[Dataset entries]
Segment Open
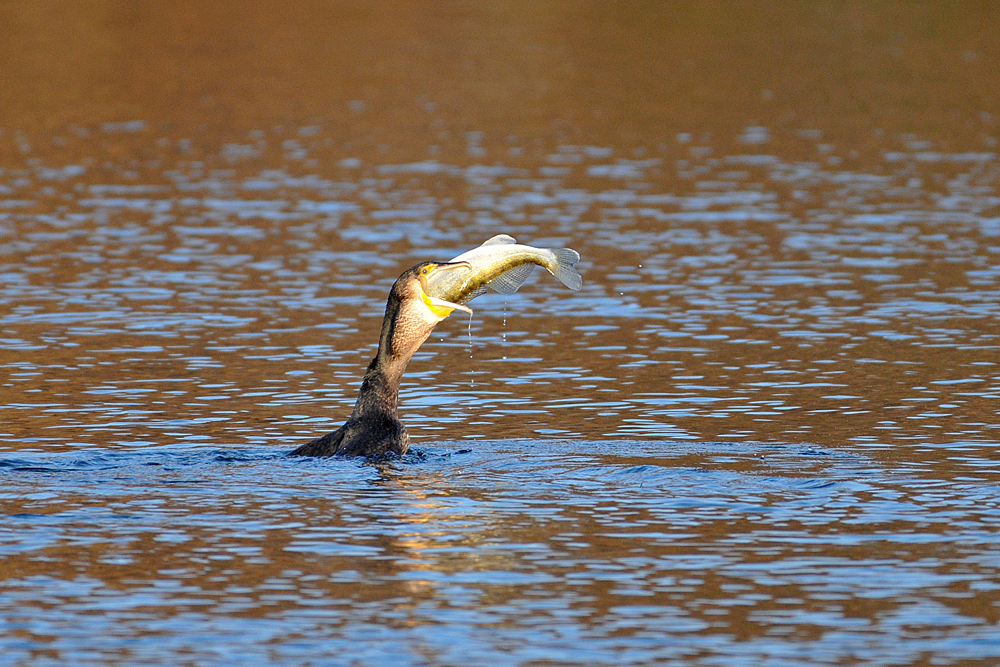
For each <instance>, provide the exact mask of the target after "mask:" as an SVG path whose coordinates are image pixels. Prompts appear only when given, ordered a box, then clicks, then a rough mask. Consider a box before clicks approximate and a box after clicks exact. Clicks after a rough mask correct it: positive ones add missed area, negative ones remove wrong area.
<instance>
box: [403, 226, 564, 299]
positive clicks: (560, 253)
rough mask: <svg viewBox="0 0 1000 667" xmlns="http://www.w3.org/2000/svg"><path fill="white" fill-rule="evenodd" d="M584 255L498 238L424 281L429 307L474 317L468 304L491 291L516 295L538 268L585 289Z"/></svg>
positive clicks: (430, 275) (422, 282)
mask: <svg viewBox="0 0 1000 667" xmlns="http://www.w3.org/2000/svg"><path fill="white" fill-rule="evenodd" d="M579 261H580V253H578V252H577V251H575V250H573V249H571V248H534V247H532V246H529V245H522V244H520V243H518V242H517V241H516V240H515V239H514V237H512V236H509V235H507V234H498V235H496V236H494V237H493V238H491V239H488V240H486V241H485V242H484V243H483V244H482V245H481V246H478V247H476V248H473V249H472V250H469V251H466V252H463V253H462V254H461V255H458V256H457V257H454V258H452V259H450V260H449V261H448V262H446V263H443V264H439V265H438V267H440V269H444V270H436V271H432V272H430V273H429V275H427V276H426V277H424V278H423V279H422V281H421V286H422V288H423V290H424V293H425V294H426V296H427V297H428V299H427V301H428V306H431V305H434V306H436V307H438V308H441V309H442V310H443V309H445V308H452V309H456V308H457V309H459V310H464V311H466V312H469V313H471V312H472V311H471V309H469V308H468V307H467V306H464V304H466V303H468V302H469V301H472V300H473V299H475V298H476V297H478V296H482V295H483V294H485V293H486V292H487V289H491V290H493V291H494V292H497V293H499V294H513V293H514V292H516V291H517V290H518V288H520V287H521V285H523V284H524V281H525V280H527V279H528V276H530V275H531V272H532V270H533V269H534V268H535V266H536V265H538V266H541V267H543V268H545V270H547V271H548V272H549V273H551V274H552V275H553V276H555V277H556V278H558V279H559V280H560V281H561V282H562V283H563V284H564V285H566V287H568V288H570V289H571V290H579V289H580V288H581V287H583V278H582V277H581V276H580V274H579V273H578V272H577V270H576V263H577V262H579Z"/></svg>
Segment Closed
**About this task**:
Verbatim reproduction of every entry is needed, with the images left out.

**Expected answer**:
For each <instance>, provide the exact mask of the target after "mask:" as an SVG path whose coordinates are image pixels. Prompts appear only when given, ordered a box, then clicks, then a rough mask. Consider a box before clicks approximate and a box after clicks exact. Clicks after a rough mask correct it: positive ones add missed area, negative ones remove wrong area.
<instance>
box: [403, 226, 564, 299]
positive clicks: (560, 253)
rough mask: <svg viewBox="0 0 1000 667" xmlns="http://www.w3.org/2000/svg"><path fill="white" fill-rule="evenodd" d="M584 255L498 238L424 281L429 307L474 317L468 304L491 291L516 295L538 268L585 289Z"/></svg>
positive clicks: (430, 275) (422, 282)
mask: <svg viewBox="0 0 1000 667" xmlns="http://www.w3.org/2000/svg"><path fill="white" fill-rule="evenodd" d="M579 261H580V253H578V252H577V251H575V250H573V249H571V248H534V247H532V246H529V245H522V244H520V243H518V242H517V241H516V240H515V239H514V237H512V236H509V235H507V234H498V235H496V236H494V237H493V238H491V239H488V240H486V241H485V242H484V243H483V244H482V245H481V246H478V247H476V248H473V249H472V250H469V251H466V252H463V253H462V254H461V255H458V256H457V257H454V258H452V259H450V260H449V261H448V262H446V263H443V264H439V265H438V267H440V269H444V270H436V271H432V272H430V273H429V275H427V276H426V277H424V278H423V279H422V281H421V286H422V288H423V290H424V293H425V294H426V296H427V297H428V299H427V301H428V306H431V305H434V306H436V307H438V308H441V309H442V310H443V309H445V308H452V309H456V308H457V309H459V310H464V311H466V312H469V313H471V312H472V311H471V309H469V308H468V307H467V306H464V304H466V303H468V302H469V301H472V300H473V299H475V298H476V297H478V296H482V295H483V294H485V293H486V292H487V289H491V290H493V291H494V292H497V293H499V294H513V293H514V292H516V291H517V290H518V288H520V287H521V285H523V284H524V281H525V280H527V279H528V276H530V275H531V272H532V270H533V269H534V268H535V266H536V265H538V266H541V267H543V268H545V270H547V271H548V272H549V273H551V274H552V275H553V276H555V277H556V278H558V279H559V280H560V281H561V282H562V283H563V284H564V285H566V287H568V288H570V289H571V290H579V289H580V288H581V287H583V278H582V277H581V276H580V274H579V273H578V272H577V270H576V263H577V262H579Z"/></svg>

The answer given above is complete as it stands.